- Kaugachhi Location in West Bengal, India Kaugachhi Kaugachhi (India)
- Coordinates: 22°48′44″N 88°23′25″E﻿ / ﻿22.8123°N 88.3903°E
- Country: India
- State: West Bengal
- District: North 24 Parganas

Area
- • Total: 1.83 km^{2} (0.71 sq mi)

Population (2011)
- • Total: 17,001
- • Density: 9,290/km^{2} (24,100/sq mi)

Languages
- • Official: Bengali, English
- Time zone: UTC+5:30 (IST)
- Telephone code: +91 33
- ISO 3166 code: IN-WB
- Vehicle registration: WB
- Lok Sabha constituency: Barrackpore
- Vidhan Sabha constituency: Noapara
- Website: north24parganas.nic.in

= Kaugachhi =

Kaugachhi is a census town in Barrackpore I CD Block in Barrackpore subdivision in North 24 Parganas district in the Indian state of West Bengal.

**TASK 1:**
Retype this part of the Kaugachhi page word for word, starting at the words "- Kaugachhi Location" and ending after the words "Population (2011)".
**TASK 2:**
Answer these questions from the Kaugachhi page:
(a) What was the town's total population in 2011?
(b) Which Vidhan Sabha constituency is listed for the town?
(c) In which community development block is the census town located?

Segmentation mask data

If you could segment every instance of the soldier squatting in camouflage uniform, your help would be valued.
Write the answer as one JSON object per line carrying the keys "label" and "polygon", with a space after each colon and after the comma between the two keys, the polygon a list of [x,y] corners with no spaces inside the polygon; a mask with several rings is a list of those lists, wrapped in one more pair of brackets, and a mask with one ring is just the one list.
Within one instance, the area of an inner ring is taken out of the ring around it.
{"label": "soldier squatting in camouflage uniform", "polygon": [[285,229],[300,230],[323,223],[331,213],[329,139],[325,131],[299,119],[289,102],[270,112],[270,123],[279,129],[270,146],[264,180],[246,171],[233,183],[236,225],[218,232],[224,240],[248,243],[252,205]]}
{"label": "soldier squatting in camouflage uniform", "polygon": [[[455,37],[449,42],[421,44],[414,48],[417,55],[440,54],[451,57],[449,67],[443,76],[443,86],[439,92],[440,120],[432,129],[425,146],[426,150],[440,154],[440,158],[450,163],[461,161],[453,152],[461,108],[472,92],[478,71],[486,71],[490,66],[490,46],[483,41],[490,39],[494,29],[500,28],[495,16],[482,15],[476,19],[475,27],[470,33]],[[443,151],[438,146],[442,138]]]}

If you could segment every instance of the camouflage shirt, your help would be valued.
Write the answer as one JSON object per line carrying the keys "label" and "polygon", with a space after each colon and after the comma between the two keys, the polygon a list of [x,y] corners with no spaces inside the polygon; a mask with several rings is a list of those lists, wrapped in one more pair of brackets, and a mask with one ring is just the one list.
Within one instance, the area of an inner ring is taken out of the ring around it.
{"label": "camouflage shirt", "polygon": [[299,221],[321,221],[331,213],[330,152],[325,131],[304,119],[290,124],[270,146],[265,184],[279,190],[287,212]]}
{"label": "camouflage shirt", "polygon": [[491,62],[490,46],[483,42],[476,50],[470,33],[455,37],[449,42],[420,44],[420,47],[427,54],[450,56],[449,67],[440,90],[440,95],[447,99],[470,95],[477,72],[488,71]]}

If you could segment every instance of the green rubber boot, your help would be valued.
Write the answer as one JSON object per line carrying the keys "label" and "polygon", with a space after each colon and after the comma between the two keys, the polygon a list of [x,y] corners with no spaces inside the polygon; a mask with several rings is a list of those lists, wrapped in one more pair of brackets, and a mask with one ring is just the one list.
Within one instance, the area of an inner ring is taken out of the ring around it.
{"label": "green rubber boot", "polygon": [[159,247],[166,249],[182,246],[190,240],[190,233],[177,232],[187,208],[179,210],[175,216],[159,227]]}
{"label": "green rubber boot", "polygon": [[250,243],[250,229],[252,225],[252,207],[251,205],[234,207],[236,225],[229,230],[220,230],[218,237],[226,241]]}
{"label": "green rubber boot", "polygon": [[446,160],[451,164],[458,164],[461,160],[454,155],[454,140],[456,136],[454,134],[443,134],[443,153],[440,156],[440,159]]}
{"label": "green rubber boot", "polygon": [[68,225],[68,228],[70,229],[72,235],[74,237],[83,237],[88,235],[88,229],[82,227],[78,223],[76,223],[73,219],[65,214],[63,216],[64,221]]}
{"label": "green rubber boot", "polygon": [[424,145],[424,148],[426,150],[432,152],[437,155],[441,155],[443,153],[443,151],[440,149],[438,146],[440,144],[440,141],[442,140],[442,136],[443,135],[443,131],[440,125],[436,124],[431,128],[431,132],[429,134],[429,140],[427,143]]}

**PROBLEM SOLUTION 1:**
- Kaugachhi Location in West Bengal, India Kaugachhi Kaugachhi (India)
- Coordinates: 22°48′44″N 88°23′25″E﻿ / ﻿22.8123°N 88.3903°E
- Country: India
- State: West Bengal
- District: North 24 Parganas

Area
- • Total: 1.83 km^{2} (0.71 sq mi)

Population (2011)

**PROBLEM SOLUTION 2:**
(a) 17,001
(b) Noapara
(c) Barrackpore I CD Block